• _GIVEN DATA_:

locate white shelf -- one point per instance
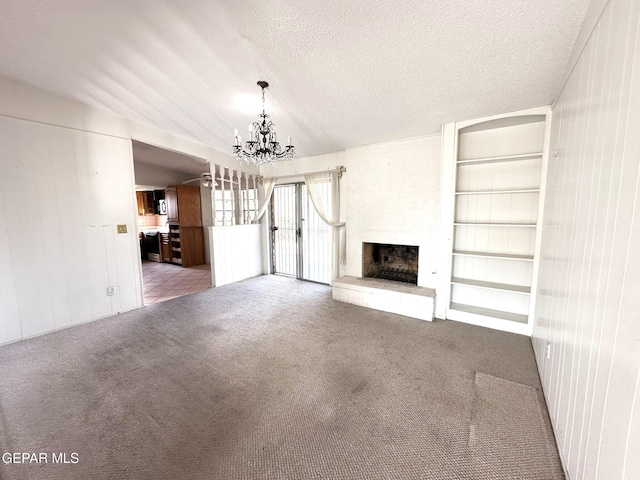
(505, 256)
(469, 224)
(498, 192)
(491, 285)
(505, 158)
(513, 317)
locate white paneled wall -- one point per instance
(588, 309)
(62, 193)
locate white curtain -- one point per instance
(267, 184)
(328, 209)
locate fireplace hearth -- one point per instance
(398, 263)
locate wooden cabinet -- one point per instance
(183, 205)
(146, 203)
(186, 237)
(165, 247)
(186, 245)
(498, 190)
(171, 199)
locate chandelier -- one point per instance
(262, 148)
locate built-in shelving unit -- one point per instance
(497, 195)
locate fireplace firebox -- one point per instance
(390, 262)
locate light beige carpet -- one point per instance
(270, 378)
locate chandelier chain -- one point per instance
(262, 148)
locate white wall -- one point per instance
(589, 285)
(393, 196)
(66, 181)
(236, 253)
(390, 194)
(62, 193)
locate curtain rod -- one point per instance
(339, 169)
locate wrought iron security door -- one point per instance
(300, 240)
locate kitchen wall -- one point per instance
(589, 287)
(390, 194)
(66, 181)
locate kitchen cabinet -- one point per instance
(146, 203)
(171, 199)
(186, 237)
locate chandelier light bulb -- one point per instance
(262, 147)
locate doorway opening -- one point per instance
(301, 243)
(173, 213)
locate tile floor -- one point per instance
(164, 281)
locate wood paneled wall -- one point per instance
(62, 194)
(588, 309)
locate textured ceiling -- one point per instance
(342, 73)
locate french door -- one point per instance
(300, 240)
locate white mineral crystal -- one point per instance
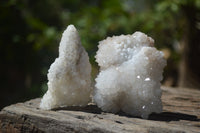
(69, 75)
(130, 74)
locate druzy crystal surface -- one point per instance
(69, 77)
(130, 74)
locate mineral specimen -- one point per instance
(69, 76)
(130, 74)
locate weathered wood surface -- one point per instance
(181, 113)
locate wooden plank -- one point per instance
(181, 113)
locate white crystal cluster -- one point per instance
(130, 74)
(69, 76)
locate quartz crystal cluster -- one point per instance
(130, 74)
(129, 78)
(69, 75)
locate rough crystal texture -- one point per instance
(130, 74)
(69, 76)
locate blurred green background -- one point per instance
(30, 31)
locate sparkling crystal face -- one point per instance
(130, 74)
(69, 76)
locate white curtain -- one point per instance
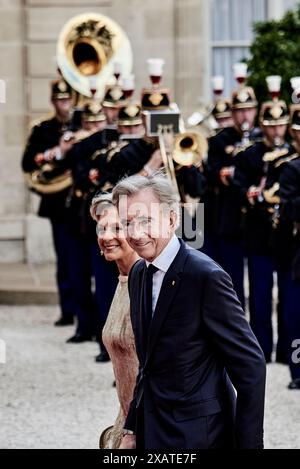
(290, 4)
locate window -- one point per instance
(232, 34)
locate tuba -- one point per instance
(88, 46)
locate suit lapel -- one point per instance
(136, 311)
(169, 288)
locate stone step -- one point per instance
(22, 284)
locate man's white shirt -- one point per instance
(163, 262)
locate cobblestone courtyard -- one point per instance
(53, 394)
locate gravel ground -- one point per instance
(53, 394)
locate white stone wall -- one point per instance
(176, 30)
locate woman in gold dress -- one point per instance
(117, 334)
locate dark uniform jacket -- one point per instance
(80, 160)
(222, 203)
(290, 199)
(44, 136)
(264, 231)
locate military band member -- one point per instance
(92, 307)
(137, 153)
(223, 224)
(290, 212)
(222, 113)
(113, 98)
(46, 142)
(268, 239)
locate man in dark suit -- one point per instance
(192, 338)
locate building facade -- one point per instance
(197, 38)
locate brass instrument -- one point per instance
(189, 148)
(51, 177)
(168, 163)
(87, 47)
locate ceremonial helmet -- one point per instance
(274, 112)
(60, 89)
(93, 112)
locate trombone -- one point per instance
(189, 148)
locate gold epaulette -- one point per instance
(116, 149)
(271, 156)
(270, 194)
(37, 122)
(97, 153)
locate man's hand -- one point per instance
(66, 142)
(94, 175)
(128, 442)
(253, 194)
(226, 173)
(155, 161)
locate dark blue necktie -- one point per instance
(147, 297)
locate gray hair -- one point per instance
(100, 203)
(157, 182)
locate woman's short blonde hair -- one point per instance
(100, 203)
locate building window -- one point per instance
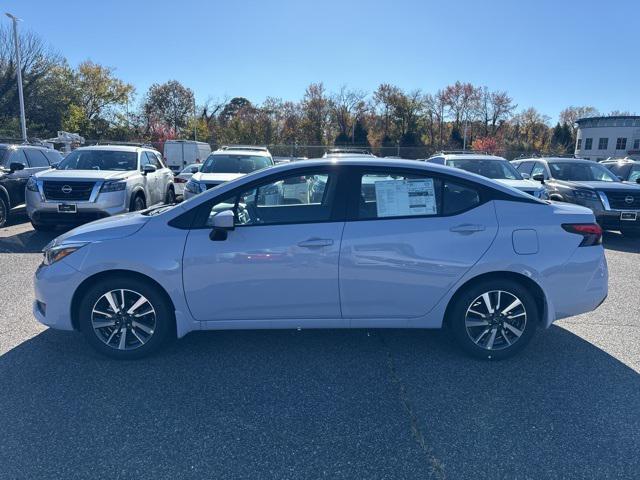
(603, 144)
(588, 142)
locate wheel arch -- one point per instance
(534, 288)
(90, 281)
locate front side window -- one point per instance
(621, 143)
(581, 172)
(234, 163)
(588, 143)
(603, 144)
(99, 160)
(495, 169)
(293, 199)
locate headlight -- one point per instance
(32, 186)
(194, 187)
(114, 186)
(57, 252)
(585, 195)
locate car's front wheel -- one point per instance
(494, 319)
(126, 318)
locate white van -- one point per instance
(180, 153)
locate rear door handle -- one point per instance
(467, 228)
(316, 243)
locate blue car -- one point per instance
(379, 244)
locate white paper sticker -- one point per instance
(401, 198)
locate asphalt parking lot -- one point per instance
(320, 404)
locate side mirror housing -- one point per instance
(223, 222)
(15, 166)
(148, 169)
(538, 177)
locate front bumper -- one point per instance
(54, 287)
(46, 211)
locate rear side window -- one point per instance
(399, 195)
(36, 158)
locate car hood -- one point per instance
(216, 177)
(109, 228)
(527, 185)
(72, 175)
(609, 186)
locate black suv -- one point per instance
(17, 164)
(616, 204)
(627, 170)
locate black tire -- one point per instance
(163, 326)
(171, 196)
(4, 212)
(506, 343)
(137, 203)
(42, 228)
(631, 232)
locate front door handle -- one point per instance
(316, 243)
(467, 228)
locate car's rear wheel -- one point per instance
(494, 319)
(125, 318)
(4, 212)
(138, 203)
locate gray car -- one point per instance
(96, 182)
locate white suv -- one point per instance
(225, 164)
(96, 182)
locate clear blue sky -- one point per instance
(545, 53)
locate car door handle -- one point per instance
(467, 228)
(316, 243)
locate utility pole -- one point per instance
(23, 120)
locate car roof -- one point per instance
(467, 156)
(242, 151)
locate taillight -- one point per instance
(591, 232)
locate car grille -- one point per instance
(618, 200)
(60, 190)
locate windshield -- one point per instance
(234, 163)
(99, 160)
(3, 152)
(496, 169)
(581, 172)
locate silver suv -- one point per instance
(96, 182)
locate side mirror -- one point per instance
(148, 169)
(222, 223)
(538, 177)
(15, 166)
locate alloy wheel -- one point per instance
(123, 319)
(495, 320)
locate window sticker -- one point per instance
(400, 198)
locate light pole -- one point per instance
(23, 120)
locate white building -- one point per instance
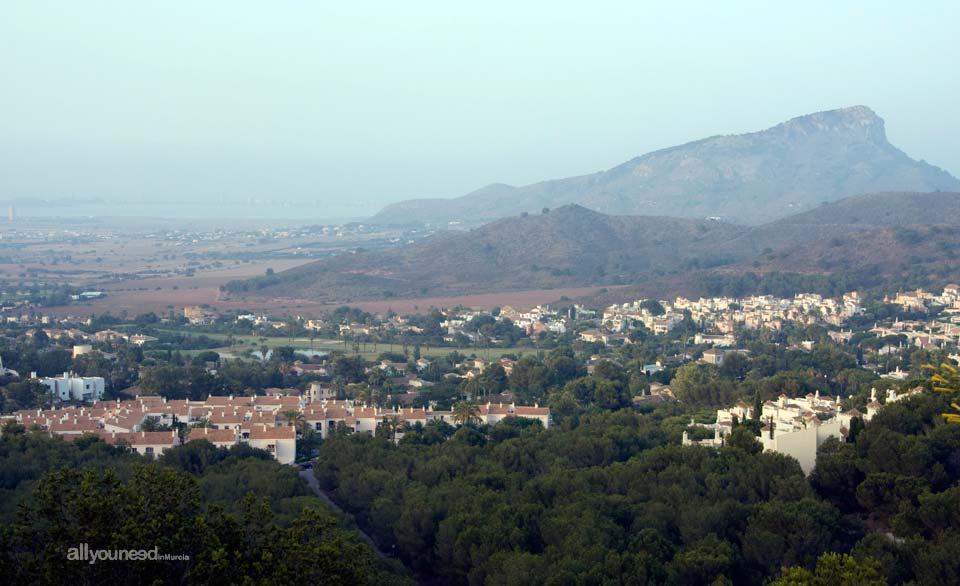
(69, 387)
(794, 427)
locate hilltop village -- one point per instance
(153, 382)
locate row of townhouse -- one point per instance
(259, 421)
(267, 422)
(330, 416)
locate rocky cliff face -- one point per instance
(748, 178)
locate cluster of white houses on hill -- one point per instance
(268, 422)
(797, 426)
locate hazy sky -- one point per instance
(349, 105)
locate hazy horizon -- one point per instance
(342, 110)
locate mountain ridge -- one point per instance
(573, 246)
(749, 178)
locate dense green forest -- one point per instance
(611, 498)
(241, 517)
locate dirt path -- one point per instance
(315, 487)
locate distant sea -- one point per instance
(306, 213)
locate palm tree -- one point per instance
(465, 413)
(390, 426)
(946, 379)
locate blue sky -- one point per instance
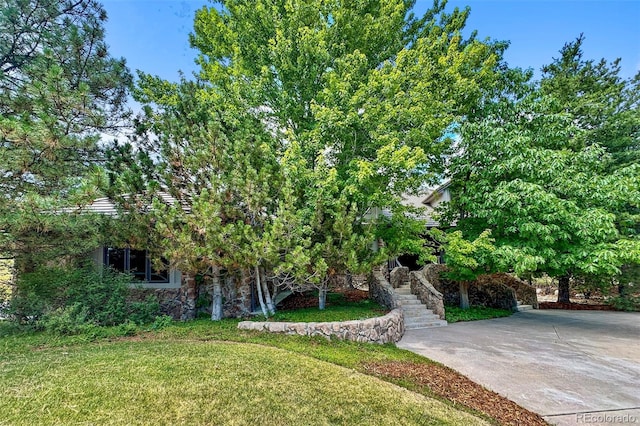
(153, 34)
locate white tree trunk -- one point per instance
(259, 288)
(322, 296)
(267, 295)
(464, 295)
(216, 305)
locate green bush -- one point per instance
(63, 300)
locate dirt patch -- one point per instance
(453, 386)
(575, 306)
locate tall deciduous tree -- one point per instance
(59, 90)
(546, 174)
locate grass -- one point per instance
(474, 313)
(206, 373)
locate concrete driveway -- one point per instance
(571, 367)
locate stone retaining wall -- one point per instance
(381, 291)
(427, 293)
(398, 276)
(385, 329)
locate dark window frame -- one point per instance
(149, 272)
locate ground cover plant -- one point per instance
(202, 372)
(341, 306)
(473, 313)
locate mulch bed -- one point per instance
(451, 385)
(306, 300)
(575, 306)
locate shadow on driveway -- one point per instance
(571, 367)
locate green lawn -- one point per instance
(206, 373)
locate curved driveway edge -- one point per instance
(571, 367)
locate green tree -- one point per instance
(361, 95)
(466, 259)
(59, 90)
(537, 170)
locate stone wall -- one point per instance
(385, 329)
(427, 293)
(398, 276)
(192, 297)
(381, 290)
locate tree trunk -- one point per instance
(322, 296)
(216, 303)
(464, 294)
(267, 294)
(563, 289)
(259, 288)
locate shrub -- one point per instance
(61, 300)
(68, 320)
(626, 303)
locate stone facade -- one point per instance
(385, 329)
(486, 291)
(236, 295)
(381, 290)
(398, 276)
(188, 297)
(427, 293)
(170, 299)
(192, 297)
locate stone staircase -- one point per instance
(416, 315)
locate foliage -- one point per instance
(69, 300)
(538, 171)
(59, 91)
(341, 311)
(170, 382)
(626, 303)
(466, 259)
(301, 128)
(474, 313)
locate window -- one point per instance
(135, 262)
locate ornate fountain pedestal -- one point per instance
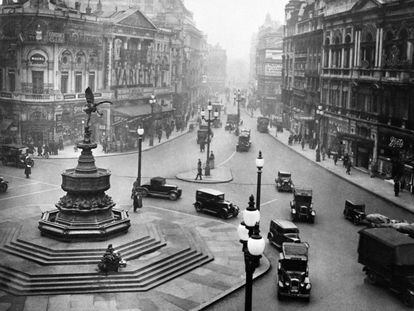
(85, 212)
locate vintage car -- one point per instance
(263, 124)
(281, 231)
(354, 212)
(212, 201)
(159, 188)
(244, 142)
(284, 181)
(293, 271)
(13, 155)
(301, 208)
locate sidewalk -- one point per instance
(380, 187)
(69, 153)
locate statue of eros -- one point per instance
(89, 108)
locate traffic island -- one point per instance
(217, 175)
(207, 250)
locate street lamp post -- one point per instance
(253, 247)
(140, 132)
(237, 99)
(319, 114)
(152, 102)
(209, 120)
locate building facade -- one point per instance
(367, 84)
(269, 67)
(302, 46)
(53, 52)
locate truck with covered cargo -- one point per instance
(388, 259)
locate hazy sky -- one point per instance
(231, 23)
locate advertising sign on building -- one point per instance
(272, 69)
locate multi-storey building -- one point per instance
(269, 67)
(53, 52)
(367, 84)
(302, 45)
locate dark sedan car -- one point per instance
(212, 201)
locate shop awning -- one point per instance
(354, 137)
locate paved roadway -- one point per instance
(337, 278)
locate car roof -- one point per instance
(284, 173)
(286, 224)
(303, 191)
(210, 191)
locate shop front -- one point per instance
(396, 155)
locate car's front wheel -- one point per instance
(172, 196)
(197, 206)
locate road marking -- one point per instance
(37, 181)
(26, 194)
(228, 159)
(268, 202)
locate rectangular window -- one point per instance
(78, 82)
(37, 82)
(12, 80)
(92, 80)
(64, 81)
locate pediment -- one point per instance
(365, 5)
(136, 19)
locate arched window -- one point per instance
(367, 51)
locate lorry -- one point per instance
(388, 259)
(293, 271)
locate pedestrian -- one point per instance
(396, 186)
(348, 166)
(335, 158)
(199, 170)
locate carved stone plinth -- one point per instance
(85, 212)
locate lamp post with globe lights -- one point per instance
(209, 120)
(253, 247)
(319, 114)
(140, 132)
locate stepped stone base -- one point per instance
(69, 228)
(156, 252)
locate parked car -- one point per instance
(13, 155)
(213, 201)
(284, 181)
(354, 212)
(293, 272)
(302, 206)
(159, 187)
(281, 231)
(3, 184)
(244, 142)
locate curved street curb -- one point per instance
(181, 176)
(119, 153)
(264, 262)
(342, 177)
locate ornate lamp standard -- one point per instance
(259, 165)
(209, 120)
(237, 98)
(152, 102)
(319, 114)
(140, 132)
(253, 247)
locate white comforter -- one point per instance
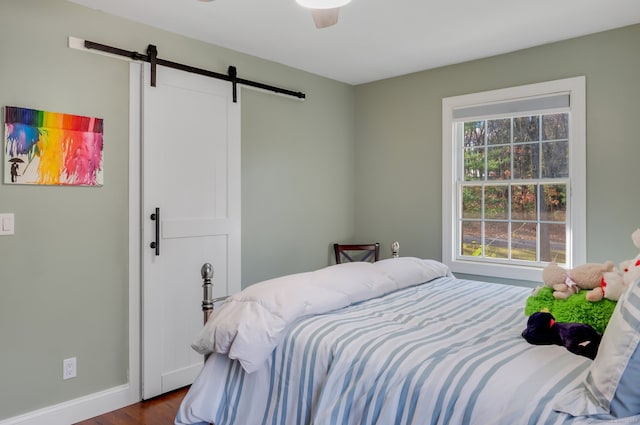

• _PROBLEM REQUIREMENTS_: Using the listing above, copy exactly the lines from the one that contains "locate stepped stone" through its last line, both included, but not the pictures.

• _ANSWER FOR THE TASK_:
locate stepped stone base -- one point per instance
(69, 228)
(156, 252)
locate parked car -- one point per instance
(13, 155)
(213, 201)
(284, 181)
(354, 212)
(293, 272)
(302, 206)
(159, 187)
(281, 231)
(3, 184)
(244, 142)
locate curved street curb -- one point per instance
(181, 176)
(119, 153)
(264, 262)
(342, 177)
locate ornate lamp standard -- one point per instance
(259, 165)
(209, 120)
(237, 98)
(152, 102)
(319, 114)
(140, 132)
(253, 247)
locate white comforter -- one point per instance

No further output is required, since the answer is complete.